- **WHAT THE TASK REQUIRES**: Rewrite everything from the line containing "Return one point per instance of the grass patch, x" down to the end of the records, replacing "a single space" with "a comma" and leaving all else unchanged.

═════ RECORDS SUPPLIED

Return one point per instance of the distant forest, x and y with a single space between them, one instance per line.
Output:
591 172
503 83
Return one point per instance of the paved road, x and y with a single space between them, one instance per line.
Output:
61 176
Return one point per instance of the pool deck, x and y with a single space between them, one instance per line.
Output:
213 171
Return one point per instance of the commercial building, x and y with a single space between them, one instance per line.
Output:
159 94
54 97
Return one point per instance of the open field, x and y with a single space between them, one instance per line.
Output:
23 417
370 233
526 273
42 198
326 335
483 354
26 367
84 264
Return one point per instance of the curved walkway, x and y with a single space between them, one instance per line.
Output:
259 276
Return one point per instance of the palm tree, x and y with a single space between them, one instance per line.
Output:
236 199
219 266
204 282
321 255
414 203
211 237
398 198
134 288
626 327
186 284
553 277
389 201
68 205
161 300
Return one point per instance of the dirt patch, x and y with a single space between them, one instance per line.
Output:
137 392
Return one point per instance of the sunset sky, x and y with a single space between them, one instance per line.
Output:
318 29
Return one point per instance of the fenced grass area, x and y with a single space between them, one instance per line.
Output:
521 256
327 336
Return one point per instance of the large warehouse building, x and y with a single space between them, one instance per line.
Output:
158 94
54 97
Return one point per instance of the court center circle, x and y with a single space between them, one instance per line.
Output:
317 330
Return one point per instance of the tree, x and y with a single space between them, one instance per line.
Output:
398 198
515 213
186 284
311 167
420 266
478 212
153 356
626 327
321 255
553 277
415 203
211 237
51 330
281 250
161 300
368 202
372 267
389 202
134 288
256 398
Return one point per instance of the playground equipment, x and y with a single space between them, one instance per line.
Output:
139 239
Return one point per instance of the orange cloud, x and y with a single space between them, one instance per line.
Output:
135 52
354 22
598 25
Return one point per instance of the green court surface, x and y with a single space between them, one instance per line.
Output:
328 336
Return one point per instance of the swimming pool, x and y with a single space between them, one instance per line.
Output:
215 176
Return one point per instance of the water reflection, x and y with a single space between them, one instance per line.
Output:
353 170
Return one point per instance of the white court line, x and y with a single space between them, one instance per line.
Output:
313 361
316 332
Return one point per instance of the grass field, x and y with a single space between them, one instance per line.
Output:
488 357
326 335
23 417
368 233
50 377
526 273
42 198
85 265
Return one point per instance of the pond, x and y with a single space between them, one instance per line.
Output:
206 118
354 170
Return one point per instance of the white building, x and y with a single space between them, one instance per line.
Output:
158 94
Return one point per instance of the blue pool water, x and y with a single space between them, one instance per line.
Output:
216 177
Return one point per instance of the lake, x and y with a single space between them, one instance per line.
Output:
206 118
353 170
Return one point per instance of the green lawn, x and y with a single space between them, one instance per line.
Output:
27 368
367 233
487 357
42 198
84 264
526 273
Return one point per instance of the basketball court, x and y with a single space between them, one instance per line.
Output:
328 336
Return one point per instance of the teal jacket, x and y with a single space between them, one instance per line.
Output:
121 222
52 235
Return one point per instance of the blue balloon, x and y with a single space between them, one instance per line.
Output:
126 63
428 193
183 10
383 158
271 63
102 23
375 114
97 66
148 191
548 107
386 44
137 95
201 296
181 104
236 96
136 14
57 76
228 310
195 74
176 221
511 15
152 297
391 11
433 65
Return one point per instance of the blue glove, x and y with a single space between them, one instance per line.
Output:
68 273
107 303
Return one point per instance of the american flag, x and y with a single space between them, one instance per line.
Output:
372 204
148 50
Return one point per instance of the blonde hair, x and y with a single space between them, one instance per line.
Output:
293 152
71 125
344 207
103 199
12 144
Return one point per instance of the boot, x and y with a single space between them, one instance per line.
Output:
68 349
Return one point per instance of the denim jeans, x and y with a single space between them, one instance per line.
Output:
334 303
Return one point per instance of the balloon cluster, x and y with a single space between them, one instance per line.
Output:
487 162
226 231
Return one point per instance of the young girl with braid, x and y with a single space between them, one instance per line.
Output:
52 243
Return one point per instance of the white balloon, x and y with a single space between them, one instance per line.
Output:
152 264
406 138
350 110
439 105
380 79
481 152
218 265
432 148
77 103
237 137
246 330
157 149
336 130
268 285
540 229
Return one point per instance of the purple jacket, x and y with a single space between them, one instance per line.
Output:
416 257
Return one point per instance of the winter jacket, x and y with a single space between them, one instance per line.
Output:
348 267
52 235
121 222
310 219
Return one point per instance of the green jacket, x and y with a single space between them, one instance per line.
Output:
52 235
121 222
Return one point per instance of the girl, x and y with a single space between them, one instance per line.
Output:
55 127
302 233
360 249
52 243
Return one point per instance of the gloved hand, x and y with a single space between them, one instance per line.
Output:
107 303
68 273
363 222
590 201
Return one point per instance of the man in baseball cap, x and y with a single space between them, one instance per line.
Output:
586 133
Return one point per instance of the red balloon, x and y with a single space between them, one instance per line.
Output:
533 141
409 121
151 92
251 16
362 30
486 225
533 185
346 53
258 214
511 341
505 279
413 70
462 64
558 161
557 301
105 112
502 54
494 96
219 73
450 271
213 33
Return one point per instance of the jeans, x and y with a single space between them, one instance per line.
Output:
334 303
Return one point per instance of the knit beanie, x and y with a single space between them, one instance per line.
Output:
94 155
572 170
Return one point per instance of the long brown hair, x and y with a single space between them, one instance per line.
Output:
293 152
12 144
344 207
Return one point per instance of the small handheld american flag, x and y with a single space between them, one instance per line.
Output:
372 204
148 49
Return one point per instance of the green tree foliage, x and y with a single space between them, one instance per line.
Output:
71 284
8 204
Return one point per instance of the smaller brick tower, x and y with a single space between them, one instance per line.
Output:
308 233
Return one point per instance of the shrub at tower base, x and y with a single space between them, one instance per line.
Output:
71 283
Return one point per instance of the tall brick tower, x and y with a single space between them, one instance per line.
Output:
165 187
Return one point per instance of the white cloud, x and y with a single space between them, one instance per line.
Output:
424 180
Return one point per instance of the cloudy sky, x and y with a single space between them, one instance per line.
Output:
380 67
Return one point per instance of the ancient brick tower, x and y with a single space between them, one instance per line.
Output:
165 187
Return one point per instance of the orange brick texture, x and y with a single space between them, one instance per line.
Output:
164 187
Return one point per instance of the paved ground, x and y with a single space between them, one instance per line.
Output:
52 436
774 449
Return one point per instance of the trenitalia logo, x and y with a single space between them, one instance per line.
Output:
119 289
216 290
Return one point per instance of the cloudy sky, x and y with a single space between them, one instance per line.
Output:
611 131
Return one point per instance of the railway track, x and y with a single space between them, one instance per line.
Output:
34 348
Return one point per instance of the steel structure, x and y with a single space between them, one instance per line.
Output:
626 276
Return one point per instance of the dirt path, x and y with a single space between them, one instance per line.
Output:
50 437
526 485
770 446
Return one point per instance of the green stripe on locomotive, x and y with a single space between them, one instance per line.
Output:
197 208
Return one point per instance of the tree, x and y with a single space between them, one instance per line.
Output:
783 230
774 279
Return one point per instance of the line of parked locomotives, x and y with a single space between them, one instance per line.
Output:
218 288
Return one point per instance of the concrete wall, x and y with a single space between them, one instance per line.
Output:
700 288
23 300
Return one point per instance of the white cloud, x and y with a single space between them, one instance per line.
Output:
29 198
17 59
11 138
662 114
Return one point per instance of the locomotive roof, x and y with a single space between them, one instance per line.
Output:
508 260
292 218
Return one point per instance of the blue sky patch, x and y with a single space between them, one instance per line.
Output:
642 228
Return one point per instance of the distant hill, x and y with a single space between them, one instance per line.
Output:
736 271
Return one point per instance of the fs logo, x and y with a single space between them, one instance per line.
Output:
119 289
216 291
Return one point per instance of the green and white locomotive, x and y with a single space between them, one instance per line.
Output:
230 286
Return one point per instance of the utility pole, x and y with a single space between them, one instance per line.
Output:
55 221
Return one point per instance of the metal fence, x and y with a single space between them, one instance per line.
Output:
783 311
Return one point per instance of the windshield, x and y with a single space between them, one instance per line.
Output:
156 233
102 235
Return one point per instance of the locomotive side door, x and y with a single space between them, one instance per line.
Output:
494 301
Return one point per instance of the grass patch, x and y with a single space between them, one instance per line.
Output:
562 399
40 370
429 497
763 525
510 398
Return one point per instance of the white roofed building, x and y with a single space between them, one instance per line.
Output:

══════════

- **TASK ANSWER**:
Return one point per instance of the grass patch, x and y with a comma between them, one instance per line.
Output:
562 399
40 370
429 497
763 525
510 398
Return one point per instance of the white roofed building, x and y with a comma between them, one instance per line.
Output:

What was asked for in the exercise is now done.